DIRECTIVE A →
Reproduce the listing verbatim, starting at the line that contains "the parking lot." and continuing through the last line of the listing, both ends included.

SELECTED TEXT →
-- Begin --
The Well-Known Text Arithmetic Expression Language (WAEL - pronounced like "whale") is an experimental, domain-specific language for generating and manipulating geometry patterns. The language provides spatial geometry types as core data structures and has a syntax similar to Well-Known Text (WKT), with added support for programming features like variables, basic arithmetic, functions and comments. Geometries are immutable and can be transformed using array programming features like geometry arithmetic, or by using pipe transformations (see the Syntax section below for details).
Basic support is currently available for the following 2D geometries: POINT, LINESTRING, POLYGON, MULTIPOINT, MULTILINESTRING, GEOMETRYCOLLECTION. Sections with an ⚠ experimental feature label indicate features that could be updated or modified in future versions.
Try out the language in a CLI interpreter at anthonydgj.github.io/wael
Use the language with an interactive map view at geojsonscript.io with the WAEL code editor option selected.
-- End --
DATASET RECORDS →
-- Begin --
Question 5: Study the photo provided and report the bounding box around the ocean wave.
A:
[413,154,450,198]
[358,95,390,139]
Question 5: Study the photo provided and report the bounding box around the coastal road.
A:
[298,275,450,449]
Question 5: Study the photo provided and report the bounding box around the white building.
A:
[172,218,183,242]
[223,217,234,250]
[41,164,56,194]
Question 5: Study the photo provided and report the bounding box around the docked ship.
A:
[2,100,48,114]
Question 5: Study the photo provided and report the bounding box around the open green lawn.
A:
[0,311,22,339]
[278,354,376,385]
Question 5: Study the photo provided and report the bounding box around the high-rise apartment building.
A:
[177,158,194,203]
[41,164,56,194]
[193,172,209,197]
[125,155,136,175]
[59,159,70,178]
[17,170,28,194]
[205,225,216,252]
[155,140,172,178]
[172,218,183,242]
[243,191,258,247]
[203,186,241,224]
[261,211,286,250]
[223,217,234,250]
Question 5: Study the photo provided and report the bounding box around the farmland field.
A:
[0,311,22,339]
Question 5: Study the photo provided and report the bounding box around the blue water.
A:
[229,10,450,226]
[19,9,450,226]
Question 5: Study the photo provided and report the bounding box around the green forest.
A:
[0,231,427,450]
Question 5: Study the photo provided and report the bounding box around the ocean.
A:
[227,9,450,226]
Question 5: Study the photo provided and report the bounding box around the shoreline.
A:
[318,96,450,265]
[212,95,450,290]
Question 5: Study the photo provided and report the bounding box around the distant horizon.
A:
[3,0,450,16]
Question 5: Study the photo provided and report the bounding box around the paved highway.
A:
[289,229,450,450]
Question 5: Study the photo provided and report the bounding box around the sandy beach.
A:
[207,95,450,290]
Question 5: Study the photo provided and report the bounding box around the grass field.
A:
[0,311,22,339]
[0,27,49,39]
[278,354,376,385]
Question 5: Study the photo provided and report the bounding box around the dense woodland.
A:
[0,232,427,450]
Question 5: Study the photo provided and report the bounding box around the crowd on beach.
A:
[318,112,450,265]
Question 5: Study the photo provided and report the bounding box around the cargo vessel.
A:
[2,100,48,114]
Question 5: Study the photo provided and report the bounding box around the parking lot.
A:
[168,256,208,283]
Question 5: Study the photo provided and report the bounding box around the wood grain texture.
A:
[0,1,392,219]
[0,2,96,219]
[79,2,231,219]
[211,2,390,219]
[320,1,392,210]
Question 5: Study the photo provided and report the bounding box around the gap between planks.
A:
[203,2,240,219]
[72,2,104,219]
-- End --
DIRECTIVE B →
According to the WAEL description, what does the name WAEL stand for?

COMPLETE ANSWER A →
Question 5: Study the photo provided and report the bounding box around the parking lot.
A:
[168,256,208,283]
Question 5: Study the photo provided and report the bounding box around the wood grain texture.
A:
[0,1,392,219]
[0,2,96,219]
[79,2,231,219]
[211,2,390,219]
[320,1,392,210]
Question 5: Study the photo provided and report the bounding box around the gap between planks.
A:
[203,2,240,219]
[72,2,104,219]

COMPLETE ANSWER B →
Well-Known Text Arithmetic Expression Language.